Data to process:
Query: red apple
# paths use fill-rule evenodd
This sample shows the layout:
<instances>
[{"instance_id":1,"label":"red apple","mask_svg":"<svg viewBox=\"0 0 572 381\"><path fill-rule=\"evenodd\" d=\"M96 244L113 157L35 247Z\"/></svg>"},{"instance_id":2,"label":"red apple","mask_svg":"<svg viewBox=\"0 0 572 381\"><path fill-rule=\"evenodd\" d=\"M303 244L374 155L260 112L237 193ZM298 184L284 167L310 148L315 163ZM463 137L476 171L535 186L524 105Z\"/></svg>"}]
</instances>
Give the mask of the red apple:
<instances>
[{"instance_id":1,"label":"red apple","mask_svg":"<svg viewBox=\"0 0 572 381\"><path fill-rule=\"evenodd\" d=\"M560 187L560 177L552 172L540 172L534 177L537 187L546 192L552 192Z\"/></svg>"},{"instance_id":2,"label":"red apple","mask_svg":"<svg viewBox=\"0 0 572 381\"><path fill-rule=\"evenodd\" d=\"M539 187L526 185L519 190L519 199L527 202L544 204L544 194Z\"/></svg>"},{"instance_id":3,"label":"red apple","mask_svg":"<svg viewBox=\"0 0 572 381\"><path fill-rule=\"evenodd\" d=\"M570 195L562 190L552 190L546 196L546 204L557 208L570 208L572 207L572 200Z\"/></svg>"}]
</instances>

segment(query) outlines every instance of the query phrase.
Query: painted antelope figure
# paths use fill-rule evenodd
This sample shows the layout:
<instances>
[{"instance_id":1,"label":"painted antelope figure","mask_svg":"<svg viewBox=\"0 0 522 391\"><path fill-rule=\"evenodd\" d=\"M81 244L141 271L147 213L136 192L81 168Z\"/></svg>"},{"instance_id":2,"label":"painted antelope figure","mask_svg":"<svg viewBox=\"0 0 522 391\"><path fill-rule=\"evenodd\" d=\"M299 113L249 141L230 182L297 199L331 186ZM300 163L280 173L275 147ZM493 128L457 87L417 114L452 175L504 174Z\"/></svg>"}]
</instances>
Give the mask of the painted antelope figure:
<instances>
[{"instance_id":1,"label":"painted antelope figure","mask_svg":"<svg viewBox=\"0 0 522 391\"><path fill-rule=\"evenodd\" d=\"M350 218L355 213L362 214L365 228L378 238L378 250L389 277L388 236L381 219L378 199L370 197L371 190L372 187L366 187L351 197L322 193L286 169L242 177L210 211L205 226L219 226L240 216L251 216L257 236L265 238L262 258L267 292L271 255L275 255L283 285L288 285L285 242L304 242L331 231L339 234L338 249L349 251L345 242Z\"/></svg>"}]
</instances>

Given instruction: Arrange every line of the records above as a JSON list of strings, one string per line, leaving out blank lines.

Solution to the exercise:
[
  "Query: red apple",
  "# paths use fill-rule evenodd",
  "This sample shows the layout:",
  "<instances>",
  "[{\"instance_id\":1,\"label\":\"red apple\",\"mask_svg\":\"<svg viewBox=\\\"0 0 572 381\\\"><path fill-rule=\\\"evenodd\\\" d=\\\"M96 244L113 157L35 247Z\\\"/></svg>\"},{\"instance_id\":2,\"label\":\"red apple\",\"mask_svg\":\"<svg viewBox=\\\"0 0 572 381\\\"><path fill-rule=\\\"evenodd\\\" d=\\\"M303 244L374 155L260 112L237 193ZM298 184L284 167L310 148L315 163ZM463 137L476 171L535 186L524 105Z\\\"/></svg>\"}]",
  "</instances>",
  "Give the mask of the red apple:",
  "<instances>",
  "[{\"instance_id\":1,\"label\":\"red apple\",\"mask_svg\":\"<svg viewBox=\\\"0 0 572 381\\\"><path fill-rule=\\\"evenodd\\\" d=\\\"M560 187L560 177L552 172L540 172L534 177L537 187L546 192L552 192Z\\\"/></svg>\"},{\"instance_id\":2,\"label\":\"red apple\",\"mask_svg\":\"<svg viewBox=\\\"0 0 572 381\\\"><path fill-rule=\\\"evenodd\\\" d=\\\"M539 187L526 185L519 190L519 199L527 202L544 204L544 194Z\\\"/></svg>\"},{\"instance_id\":3,\"label\":\"red apple\",\"mask_svg\":\"<svg viewBox=\\\"0 0 572 381\\\"><path fill-rule=\\\"evenodd\\\" d=\\\"M570 195L562 190L552 190L546 196L546 204L557 208L570 208L572 207L572 200Z\\\"/></svg>\"}]",
  "</instances>",
  "segment(query) outlines every instance of the query phrase.",
  "Query: painted antelope figure",
  "# paths use fill-rule evenodd",
  "This sample shows the layout:",
  "<instances>",
  "[{\"instance_id\":1,\"label\":\"painted antelope figure\",\"mask_svg\":\"<svg viewBox=\\\"0 0 522 391\\\"><path fill-rule=\\\"evenodd\\\" d=\\\"M81 244L141 271L147 213L136 192L81 168Z\\\"/></svg>\"},{\"instance_id\":2,\"label\":\"painted antelope figure\",\"mask_svg\":\"<svg viewBox=\\\"0 0 522 391\\\"><path fill-rule=\\\"evenodd\\\" d=\\\"M299 113L249 141L230 182L297 199L331 186ZM300 163L280 173L275 147ZM493 128L457 87L417 114L452 175L504 174Z\\\"/></svg>\"}]",
  "</instances>",
  "Give the mask of the painted antelope figure:",
  "<instances>",
  "[{\"instance_id\":1,\"label\":\"painted antelope figure\",\"mask_svg\":\"<svg viewBox=\\\"0 0 522 391\\\"><path fill-rule=\\\"evenodd\\\" d=\\\"M350 218L355 213L362 214L365 228L378 238L378 250L389 277L388 236L381 219L378 199L370 197L371 190L372 187L366 187L351 197L322 193L286 169L242 177L210 211L205 226L219 226L240 216L251 216L257 236L265 238L262 258L267 292L271 255L275 255L283 285L288 285L285 242L304 242L331 231L339 234L338 249L349 251L345 242Z\\\"/></svg>\"}]",
  "</instances>"
]